▸ Objective: Give the data a second time, exactly and in full.
============================================================
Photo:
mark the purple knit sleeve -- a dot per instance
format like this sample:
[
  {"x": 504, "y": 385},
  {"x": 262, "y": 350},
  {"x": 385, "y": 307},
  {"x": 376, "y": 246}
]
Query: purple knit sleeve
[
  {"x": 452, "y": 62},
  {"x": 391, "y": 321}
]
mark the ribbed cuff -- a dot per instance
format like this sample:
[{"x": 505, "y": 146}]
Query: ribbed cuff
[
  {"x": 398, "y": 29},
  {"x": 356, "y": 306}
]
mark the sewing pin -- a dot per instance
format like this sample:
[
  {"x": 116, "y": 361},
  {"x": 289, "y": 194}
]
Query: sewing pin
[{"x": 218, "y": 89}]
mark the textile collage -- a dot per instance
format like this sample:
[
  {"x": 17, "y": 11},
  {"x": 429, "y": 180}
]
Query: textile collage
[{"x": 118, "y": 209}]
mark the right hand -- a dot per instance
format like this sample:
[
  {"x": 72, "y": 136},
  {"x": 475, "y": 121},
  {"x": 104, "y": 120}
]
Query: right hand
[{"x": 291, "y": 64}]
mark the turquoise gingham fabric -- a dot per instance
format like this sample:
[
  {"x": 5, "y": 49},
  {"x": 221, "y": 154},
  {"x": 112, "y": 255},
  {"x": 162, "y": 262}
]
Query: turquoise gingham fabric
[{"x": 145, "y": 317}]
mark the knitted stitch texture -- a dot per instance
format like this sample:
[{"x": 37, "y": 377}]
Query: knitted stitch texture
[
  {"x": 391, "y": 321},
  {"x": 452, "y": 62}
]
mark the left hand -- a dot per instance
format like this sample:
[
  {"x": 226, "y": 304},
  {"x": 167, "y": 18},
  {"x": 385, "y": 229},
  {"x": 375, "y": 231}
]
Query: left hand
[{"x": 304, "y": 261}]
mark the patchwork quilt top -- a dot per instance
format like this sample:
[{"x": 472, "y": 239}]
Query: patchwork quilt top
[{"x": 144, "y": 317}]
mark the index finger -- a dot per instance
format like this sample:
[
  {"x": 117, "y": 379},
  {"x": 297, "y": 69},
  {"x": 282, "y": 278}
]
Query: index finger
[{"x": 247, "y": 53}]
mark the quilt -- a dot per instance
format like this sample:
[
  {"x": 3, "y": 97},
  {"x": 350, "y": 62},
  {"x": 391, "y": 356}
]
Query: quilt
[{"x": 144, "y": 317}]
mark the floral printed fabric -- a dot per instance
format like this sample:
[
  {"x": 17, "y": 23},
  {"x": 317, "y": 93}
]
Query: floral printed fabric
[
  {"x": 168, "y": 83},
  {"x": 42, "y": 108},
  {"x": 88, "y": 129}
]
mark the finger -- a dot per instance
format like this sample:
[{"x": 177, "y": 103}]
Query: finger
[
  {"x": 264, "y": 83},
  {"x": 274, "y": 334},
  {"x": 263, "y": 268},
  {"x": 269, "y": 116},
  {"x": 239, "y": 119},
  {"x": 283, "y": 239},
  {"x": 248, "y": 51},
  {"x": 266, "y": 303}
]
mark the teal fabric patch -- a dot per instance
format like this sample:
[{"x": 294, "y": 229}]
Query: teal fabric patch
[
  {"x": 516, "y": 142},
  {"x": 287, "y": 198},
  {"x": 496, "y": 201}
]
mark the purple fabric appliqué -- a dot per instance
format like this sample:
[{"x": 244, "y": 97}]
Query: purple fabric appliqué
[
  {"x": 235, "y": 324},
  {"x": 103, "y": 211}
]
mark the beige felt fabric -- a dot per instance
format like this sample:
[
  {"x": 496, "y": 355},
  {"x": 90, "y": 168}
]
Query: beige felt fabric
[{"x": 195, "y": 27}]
============================================================
▸ Solution to this exercise:
Photo:
mark the purple knit sleeve -- a dot per instance
format like this sample:
[
  {"x": 504, "y": 385},
  {"x": 262, "y": 350},
  {"x": 385, "y": 307},
  {"x": 376, "y": 246}
]
Query: purple knit sleeve
[
  {"x": 452, "y": 62},
  {"x": 391, "y": 321}
]
mark the ribbed cuff -- a dot per instance
format like this sample:
[{"x": 505, "y": 146}]
Query: ribbed cuff
[
  {"x": 398, "y": 29},
  {"x": 356, "y": 306}
]
mark the sewing pin -- a dot per instance
format like this sample:
[
  {"x": 116, "y": 361},
  {"x": 289, "y": 194}
]
Query: sewing pin
[{"x": 218, "y": 89}]
mark the textile collage -- a dot per instance
format like this sample:
[
  {"x": 17, "y": 11},
  {"x": 429, "y": 180}
]
Query: textile collage
[{"x": 118, "y": 209}]
mark the right hand -- a dot per instance
format like this sample:
[
  {"x": 72, "y": 136},
  {"x": 475, "y": 121},
  {"x": 104, "y": 120}
]
Query: right hand
[{"x": 291, "y": 64}]
mark the turquoise gingham fabric -- a dot per instance
format like this sample:
[
  {"x": 5, "y": 49},
  {"x": 221, "y": 154},
  {"x": 112, "y": 255},
  {"x": 162, "y": 262}
]
Query: turquoise gingham fabric
[{"x": 145, "y": 317}]
mark the knitted stitch texture -- a dot per instance
format like this sample:
[{"x": 37, "y": 377}]
Query: knitted stitch texture
[
  {"x": 391, "y": 321},
  {"x": 452, "y": 62}
]
mark the left hand -- a dot per instance
format like this sample:
[
  {"x": 226, "y": 304},
  {"x": 167, "y": 18},
  {"x": 385, "y": 229},
  {"x": 375, "y": 231}
]
Query: left hand
[{"x": 304, "y": 261}]
mark the patchwork quilt top -- a dot per instance
format like this sample:
[{"x": 472, "y": 239}]
Query: patchwork quilt top
[{"x": 144, "y": 317}]
mark the index finger -- a dot per instance
format like this sample:
[
  {"x": 117, "y": 379},
  {"x": 297, "y": 69},
  {"x": 282, "y": 278}
]
Query: index finger
[{"x": 247, "y": 53}]
mark the quilt -- a dot per instance
format like this sample:
[
  {"x": 3, "y": 97},
  {"x": 350, "y": 62},
  {"x": 391, "y": 356}
]
Query: quilt
[{"x": 144, "y": 317}]
mark the floral printed fabric -- a dot per instance
format like this sample:
[
  {"x": 17, "y": 23},
  {"x": 317, "y": 93}
]
Query: floral printed fabric
[
  {"x": 168, "y": 83},
  {"x": 42, "y": 108},
  {"x": 88, "y": 129}
]
mark the finger -- a dot per instance
format like this sample:
[{"x": 177, "y": 103}]
Query: finger
[
  {"x": 264, "y": 83},
  {"x": 274, "y": 334},
  {"x": 263, "y": 268},
  {"x": 269, "y": 116},
  {"x": 239, "y": 119},
  {"x": 283, "y": 239},
  {"x": 248, "y": 51},
  {"x": 266, "y": 303}
]
mark the teal fabric patch -- a dot per instance
format like this sample:
[{"x": 294, "y": 229}]
Query: teal fabric patch
[
  {"x": 516, "y": 142},
  {"x": 287, "y": 198},
  {"x": 496, "y": 201}
]
mark the purple fabric appliqué -- a dot per instance
format like this sample:
[{"x": 244, "y": 97}]
Query: purple fabric appliqué
[
  {"x": 235, "y": 324},
  {"x": 103, "y": 211}
]
mark the beige felt fabric -- a dot per instance
format like this sample:
[
  {"x": 496, "y": 355},
  {"x": 90, "y": 168}
]
Query: beige felt fabric
[{"x": 195, "y": 27}]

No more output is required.